[Dataset entries]:
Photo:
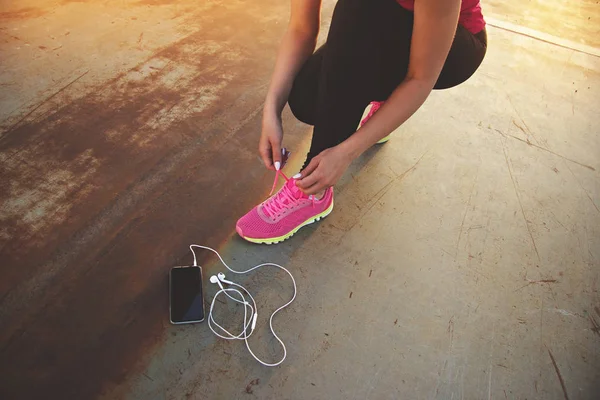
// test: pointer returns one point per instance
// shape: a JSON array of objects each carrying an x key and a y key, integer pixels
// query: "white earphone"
[{"x": 250, "y": 309}]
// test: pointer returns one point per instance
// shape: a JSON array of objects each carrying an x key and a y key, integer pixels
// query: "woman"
[{"x": 390, "y": 53}]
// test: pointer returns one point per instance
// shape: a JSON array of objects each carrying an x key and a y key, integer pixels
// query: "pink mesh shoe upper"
[{"x": 282, "y": 212}]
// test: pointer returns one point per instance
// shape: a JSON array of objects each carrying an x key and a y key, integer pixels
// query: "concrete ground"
[{"x": 461, "y": 261}]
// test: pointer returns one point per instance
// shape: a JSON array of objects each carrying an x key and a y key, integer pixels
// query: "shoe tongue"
[{"x": 299, "y": 194}]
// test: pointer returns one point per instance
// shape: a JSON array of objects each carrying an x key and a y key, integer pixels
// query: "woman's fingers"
[
  {"x": 276, "y": 150},
  {"x": 309, "y": 175},
  {"x": 265, "y": 153}
]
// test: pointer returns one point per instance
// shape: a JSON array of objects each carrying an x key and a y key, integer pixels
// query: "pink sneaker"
[
  {"x": 283, "y": 214},
  {"x": 375, "y": 106}
]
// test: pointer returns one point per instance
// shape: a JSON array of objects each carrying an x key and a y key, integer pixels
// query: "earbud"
[
  {"x": 215, "y": 279},
  {"x": 221, "y": 277}
]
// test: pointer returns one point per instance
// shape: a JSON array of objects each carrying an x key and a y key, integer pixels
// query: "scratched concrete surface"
[{"x": 461, "y": 261}]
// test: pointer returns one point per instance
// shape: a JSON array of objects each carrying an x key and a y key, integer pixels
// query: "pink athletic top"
[{"x": 470, "y": 14}]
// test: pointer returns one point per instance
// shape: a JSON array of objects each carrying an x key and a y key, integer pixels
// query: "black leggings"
[{"x": 364, "y": 59}]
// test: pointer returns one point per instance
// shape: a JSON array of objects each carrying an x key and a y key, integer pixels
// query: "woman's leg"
[{"x": 364, "y": 59}]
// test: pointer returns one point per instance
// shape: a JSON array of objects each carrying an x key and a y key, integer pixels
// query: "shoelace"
[{"x": 284, "y": 198}]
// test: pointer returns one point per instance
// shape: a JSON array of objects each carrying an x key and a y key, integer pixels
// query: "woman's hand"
[
  {"x": 271, "y": 138},
  {"x": 324, "y": 170}
]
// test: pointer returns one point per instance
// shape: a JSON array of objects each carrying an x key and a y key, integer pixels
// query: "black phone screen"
[{"x": 187, "y": 304}]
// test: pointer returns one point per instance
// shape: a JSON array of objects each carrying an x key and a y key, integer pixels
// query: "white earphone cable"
[{"x": 249, "y": 317}]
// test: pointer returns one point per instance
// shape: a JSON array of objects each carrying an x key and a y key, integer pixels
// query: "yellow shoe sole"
[{"x": 296, "y": 229}]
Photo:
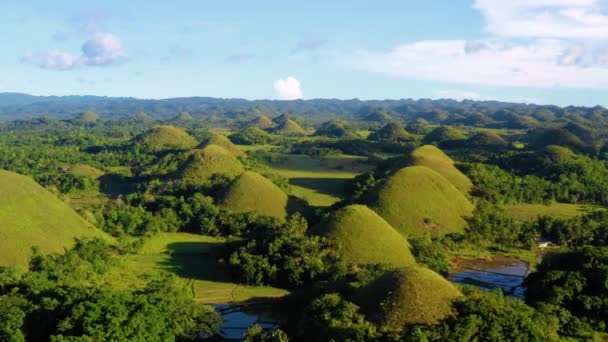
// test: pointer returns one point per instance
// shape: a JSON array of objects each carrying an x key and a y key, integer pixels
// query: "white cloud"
[
  {"x": 542, "y": 63},
  {"x": 458, "y": 95},
  {"x": 102, "y": 49},
  {"x": 544, "y": 18},
  {"x": 99, "y": 50},
  {"x": 288, "y": 89}
]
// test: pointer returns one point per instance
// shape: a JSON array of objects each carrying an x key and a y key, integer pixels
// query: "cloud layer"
[
  {"x": 288, "y": 89},
  {"x": 101, "y": 49},
  {"x": 535, "y": 43}
]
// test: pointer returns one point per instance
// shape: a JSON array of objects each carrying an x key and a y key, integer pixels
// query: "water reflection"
[
  {"x": 506, "y": 273},
  {"x": 237, "y": 320}
]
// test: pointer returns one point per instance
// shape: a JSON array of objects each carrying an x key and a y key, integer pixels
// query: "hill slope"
[
  {"x": 208, "y": 162},
  {"x": 164, "y": 137},
  {"x": 417, "y": 200},
  {"x": 225, "y": 143},
  {"x": 32, "y": 216},
  {"x": 412, "y": 295},
  {"x": 252, "y": 192},
  {"x": 363, "y": 237},
  {"x": 433, "y": 158}
]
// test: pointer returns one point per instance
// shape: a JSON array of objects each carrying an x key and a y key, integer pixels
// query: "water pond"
[{"x": 506, "y": 273}]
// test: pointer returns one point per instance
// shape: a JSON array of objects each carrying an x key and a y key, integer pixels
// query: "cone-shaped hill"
[
  {"x": 417, "y": 200},
  {"x": 252, "y": 192},
  {"x": 411, "y": 295},
  {"x": 225, "y": 143},
  {"x": 88, "y": 116},
  {"x": 164, "y": 137},
  {"x": 391, "y": 132},
  {"x": 202, "y": 164},
  {"x": 289, "y": 127},
  {"x": 336, "y": 129},
  {"x": 85, "y": 171},
  {"x": 183, "y": 117},
  {"x": 363, "y": 237},
  {"x": 433, "y": 158},
  {"x": 143, "y": 117},
  {"x": 486, "y": 139},
  {"x": 31, "y": 216},
  {"x": 442, "y": 134},
  {"x": 263, "y": 122}
]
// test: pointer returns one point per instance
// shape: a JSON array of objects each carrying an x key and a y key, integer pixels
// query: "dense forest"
[{"x": 142, "y": 220}]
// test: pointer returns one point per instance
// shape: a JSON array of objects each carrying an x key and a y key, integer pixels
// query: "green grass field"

[Activity]:
Write out the entries again, exactly as given, skipping any images.

[Final answer]:
Photo:
// test: pointer returns one point per instance
// shape: a JSON array of objects each carrying an x key and a y key, integer pixels
// query: "white earphone"
[{"x": 250, "y": 309}]
// test: pointer returns one point per instance
// shape: a JSON array of objects each carrying an x key and a y key, integer pixels
// query: "woman"
[{"x": 390, "y": 53}]
// test: pointer returns one point per instance
// shape: a JSON array of objects each carrying an x key and a y key, integer pixels
// query: "pink mesh shoe upper"
[{"x": 282, "y": 212}]
// test: pointer returns one point per instance
// shape: a JSON array of objects each carrying an x key and a y key, integer pixels
// query: "concrete ground"
[{"x": 461, "y": 261}]
// test: pointer returns one point per instance
// shape: a JSON array of objects each carrying an x key and a y key, integer pixels
// query: "shoe tongue"
[{"x": 299, "y": 194}]
// test: pointer returns one point per instance
// shape: a JSON array of objects each carrying an x key and a y key, integer pixels
// query: "woman's fingers"
[
  {"x": 276, "y": 150},
  {"x": 309, "y": 175},
  {"x": 265, "y": 153}
]
// test: pointer returns one point per instance
// shape: a JSON array of objects each carrying an x key and a y key, integer pixels
// query: "pink sneaker"
[
  {"x": 283, "y": 214},
  {"x": 375, "y": 106}
]
// test: pointer returns one point per instance
// shape: a JSON array of objects each carrying an x key and a y key, integer pixels
// query: "earbud"
[
  {"x": 215, "y": 279},
  {"x": 221, "y": 277}
]
// test: pointer returns one point per instance
// shape: a JSON array of objects each carrying an x key and a y key, integer pixels
// query: "scratched concrete surface"
[{"x": 461, "y": 261}]
// test: pointer returns one point per instance
// shape: a JSON array of objects each carrying an x key and a y key, integer pixels
// query: "pink athletic top"
[{"x": 470, "y": 14}]
// test: pointer returns one point per instance
// shape: a JSON array of objects each carrying an x key and a y key, integer pixels
// query: "black leggings"
[{"x": 364, "y": 59}]
// test: pointer returns one point per instance
// shape: a JSON array of objects each carrying an x key and a y key, integer pixels
// query: "woman's leg"
[{"x": 364, "y": 59}]
// test: pointer returns one point per instance
// shape: a JSON array of objects each carrying an x key and a y key, integer pixels
// query: "shoelace"
[{"x": 284, "y": 198}]
// test: pointer returns one point per instance
// shape: a JSON array of objects each carrying an x key and a y key, integer pixels
// query: "woman's hand"
[
  {"x": 271, "y": 138},
  {"x": 324, "y": 170}
]
// test: pointer returns one point per instance
// shape: a JSON array of objects each carrying an x key and a y key, integer pixels
// query: "black phone screen"
[{"x": 187, "y": 304}]
// test: pointer returns one point per instance
// shape: a JSON array of objects each carrying an x key and a y key, integer pixels
// query: "white earphone cable"
[{"x": 249, "y": 317}]
// test: pointer returns one point per instance
// shape: a JSON array of objects each carrying an x key and a y key, integer pixels
// query: "yellow shoe sole"
[{"x": 296, "y": 229}]
Photo:
// test: pointer returns one point per instance
// shape: a JSON array of objects each carrying an x key and a y key, integer pixels
// query: "white cloud"
[
  {"x": 542, "y": 63},
  {"x": 458, "y": 95},
  {"x": 102, "y": 49},
  {"x": 544, "y": 18},
  {"x": 99, "y": 50},
  {"x": 288, "y": 89}
]
// test: pointer returns one point per instance
// shape: a JSON array of objects each carrying an x key and a y key, integer pixels
// query: "cloud layer"
[
  {"x": 288, "y": 89},
  {"x": 101, "y": 49},
  {"x": 535, "y": 43}
]
// test: pointer returns one point per instance
// shape: a JSON array of objects each carrying an x key and a y key, integer pixels
// query: "water reflection"
[
  {"x": 506, "y": 273},
  {"x": 237, "y": 320}
]
// test: pointer returns one point per instance
// shape: a JSON array of objects each carrying an x key and a y key, integer pixels
// query: "hill slope"
[
  {"x": 208, "y": 162},
  {"x": 164, "y": 137},
  {"x": 417, "y": 200},
  {"x": 225, "y": 143},
  {"x": 32, "y": 216},
  {"x": 412, "y": 295},
  {"x": 252, "y": 192},
  {"x": 363, "y": 237},
  {"x": 433, "y": 158}
]
// test: pointer returns one point per instance
// shape: a JSON array of objects each carrying an x key and a y key, integer pixels
// query: "water pond"
[{"x": 506, "y": 273}]
// test: pointer returns one point per instance
// shape: a JSON array of objects each carrying an x key and a y key, integer pixels
// query: "cone-shaped hill"
[
  {"x": 417, "y": 200},
  {"x": 252, "y": 192},
  {"x": 411, "y": 295},
  {"x": 225, "y": 143},
  {"x": 88, "y": 116},
  {"x": 164, "y": 137},
  {"x": 391, "y": 132},
  {"x": 202, "y": 164},
  {"x": 289, "y": 127},
  {"x": 336, "y": 129},
  {"x": 85, "y": 171},
  {"x": 183, "y": 117},
  {"x": 363, "y": 237},
  {"x": 433, "y": 158},
  {"x": 143, "y": 117},
  {"x": 486, "y": 139},
  {"x": 31, "y": 216},
  {"x": 442, "y": 134},
  {"x": 263, "y": 122}
]
// test: pointer returns one point per instance
// shape: a JSON array of objects each carrying an x key and a y key, integer pixels
// query: "dense forest"
[{"x": 142, "y": 220}]
// test: pointer returns one point per instance
// shape: a JSON array of objects each carrying an x key and a y key, integer pixels
// query: "green grass field"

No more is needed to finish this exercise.